WHAT NEEDS TO BE DONE: Print every line of the material below without changing a single character.

(Examples of point labeling)
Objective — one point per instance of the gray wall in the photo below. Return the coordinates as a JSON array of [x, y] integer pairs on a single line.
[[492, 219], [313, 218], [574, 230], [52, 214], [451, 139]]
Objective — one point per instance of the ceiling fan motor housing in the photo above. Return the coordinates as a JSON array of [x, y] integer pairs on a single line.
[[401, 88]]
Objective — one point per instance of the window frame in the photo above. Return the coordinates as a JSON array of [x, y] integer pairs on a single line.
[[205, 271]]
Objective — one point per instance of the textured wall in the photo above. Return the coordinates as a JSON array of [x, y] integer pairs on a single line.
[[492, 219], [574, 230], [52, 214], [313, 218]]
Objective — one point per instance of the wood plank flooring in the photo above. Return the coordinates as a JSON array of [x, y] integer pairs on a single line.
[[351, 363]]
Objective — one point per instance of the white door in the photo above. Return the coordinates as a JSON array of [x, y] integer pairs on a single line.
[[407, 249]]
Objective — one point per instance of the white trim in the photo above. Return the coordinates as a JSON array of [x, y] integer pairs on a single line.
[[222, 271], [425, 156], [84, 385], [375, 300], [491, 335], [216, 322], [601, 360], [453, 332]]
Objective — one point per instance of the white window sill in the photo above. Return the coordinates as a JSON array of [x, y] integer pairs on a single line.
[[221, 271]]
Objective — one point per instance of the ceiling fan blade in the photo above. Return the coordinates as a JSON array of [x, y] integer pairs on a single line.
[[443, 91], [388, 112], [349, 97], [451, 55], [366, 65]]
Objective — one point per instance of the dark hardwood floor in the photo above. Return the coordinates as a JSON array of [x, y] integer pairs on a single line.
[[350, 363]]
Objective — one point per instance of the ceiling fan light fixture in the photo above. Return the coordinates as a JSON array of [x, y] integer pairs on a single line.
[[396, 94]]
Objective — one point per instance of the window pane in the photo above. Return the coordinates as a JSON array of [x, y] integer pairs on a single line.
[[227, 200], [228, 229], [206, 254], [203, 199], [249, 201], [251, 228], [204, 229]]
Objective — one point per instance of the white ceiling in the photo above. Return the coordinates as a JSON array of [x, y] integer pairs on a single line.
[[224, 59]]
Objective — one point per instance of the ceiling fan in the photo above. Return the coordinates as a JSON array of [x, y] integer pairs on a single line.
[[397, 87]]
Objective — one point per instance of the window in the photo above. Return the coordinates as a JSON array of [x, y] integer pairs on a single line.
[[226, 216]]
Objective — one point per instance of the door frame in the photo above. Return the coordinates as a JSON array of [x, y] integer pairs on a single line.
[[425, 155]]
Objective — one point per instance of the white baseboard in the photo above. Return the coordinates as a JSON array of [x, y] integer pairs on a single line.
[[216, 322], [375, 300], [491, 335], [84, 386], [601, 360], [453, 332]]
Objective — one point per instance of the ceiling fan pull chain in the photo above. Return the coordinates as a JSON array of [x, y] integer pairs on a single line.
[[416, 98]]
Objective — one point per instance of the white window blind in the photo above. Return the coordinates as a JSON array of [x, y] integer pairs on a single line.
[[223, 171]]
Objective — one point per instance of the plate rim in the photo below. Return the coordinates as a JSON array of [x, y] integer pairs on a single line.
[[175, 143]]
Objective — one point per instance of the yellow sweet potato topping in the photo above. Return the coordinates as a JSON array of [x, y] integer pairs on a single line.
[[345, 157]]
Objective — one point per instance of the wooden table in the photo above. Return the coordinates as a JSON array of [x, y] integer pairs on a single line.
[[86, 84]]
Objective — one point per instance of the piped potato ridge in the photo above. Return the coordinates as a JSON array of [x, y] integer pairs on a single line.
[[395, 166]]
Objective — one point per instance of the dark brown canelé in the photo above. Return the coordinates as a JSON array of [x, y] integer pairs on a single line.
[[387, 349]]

CORRECT RESPONSE:
Objective — one point per instance of the gray wall in the photo below. Return the coordinates as a JSON array of [x, y] integer pairs on a single line.
[[492, 219], [313, 218], [574, 230], [52, 214], [451, 139]]
Objective — one point per instance of the ceiling fan motor housing in the photo above. Return the coordinates as a JSON array of [x, y] integer pairs on a single line.
[[401, 88]]
Objective — one point per instance of the window frame in the photo above. Return the coordinates as a JSON array of [x, y] integer pairs on a single line.
[[205, 271]]
Objective — one point per instance of the textured wall in the photo above. Return the coordinates as a JSON array of [x, y] integer pairs on a single line.
[[492, 219], [574, 230], [52, 214], [313, 218]]
Objective — one point per instance of the wood plank flooring in the photo above. Return the coordinates as a JSON array of [x, y] integer pairs on a single line.
[[351, 363]]
Objective — one point per instance of the white door in the photo above. Return the coordinates as a JSON array of [x, y] integer pairs on a single line.
[[407, 249]]
Objective — one point per instance of the white trim in the photo above. Return the coordinates as a JSON array of [x, y] integer pairs on a single line.
[[222, 271], [425, 156], [84, 385], [375, 300], [491, 335], [216, 322], [601, 360], [453, 332]]
Objective — one point per instance of the white window sill in the photo above. Return the coordinates as a JSON array of [x, y] integer pairs on a single line.
[[221, 271]]
Objective — one point per instance of the ceiling fan blade in the photo above. Return the coordinates as a JSON array of [x, y] integer pairs on a single line.
[[443, 91], [388, 112], [349, 97], [451, 55], [366, 65]]
Objective — one point per instance of the dark hardwood floor in the photo above. Return the coordinates as a JSON array of [x, y] integer pairs on a single line.
[[350, 363]]
Objective — one point per instance of the ceiling fan light fixture in the photo above. Return the coordinates as a JSON array of [x, y] integer pairs on a single line.
[[396, 94]]
Objective — one point per instance of the window pane in the photo above. Return the coordinates as a JSON array of [x, y] integer pairs on a single line.
[[227, 200], [228, 229], [206, 254], [203, 199], [249, 201], [251, 228], [204, 229]]
Objective — one point per instance of the white ceiling in the photo above. Return the coordinates as a JSON array of [x, y] integer pairs on a single line.
[[224, 59]]
Objective — one point per instance of the ceiling fan in the photo above. Return the coordinates as a JSON array of [x, y] integer pairs on a single line.
[[397, 87]]
Objective — one point per instance of the window in the photo above. Return the coordinates as a JSON array of [x, y] integer pairs on a single line.
[[226, 216]]
Objective — one point per instance of the door frame in the photo above. Return the coordinates as a JSON array of [x, y] integer pairs on a single line.
[[425, 155]]
Objective — one point per instance of the white baseboard in the photo above. Return the coordinates as a JSON array of [x, y] integer pairs on a single line.
[[216, 322], [375, 300], [491, 335], [84, 386], [601, 360], [453, 332]]
Objective — one point per instance of the ceiling fan pull chain in the photo above. Return the coordinates as a JSON array of [x, y] integer pairs on a single line.
[[416, 98]]
Objective — one point per instance of the white window blind in the photo above. Return the coordinates as a JSON array of [x, y] integer pairs on a single line.
[[223, 171]]
Objective — one point per instance of the plate rim in the photo below. Return the coordinates as a JSON array of [x, y] integer pairs on a single line.
[[175, 143]]
Objective — one point per instance of the yellow sweet potato topping in the photo above. Return the coordinates as a JSON array of [x, y] integer pairs on a single line.
[[345, 157]]
Objective — one point per instance of the wooden table in the photo above. Return the coordinates as a JSON array of [x, y] integer pairs on a single line.
[[86, 84]]
Objective — one point per instance of the piped potato ridge in the photo above. Return the coordinates as a JSON array of [x, y] integer pairs on a single line.
[[395, 166]]
Objective — one point per instance of the dark brown canelé in the photo above. Return the coordinates as a JSON array of [x, y] integer pairs on a single line.
[[387, 349]]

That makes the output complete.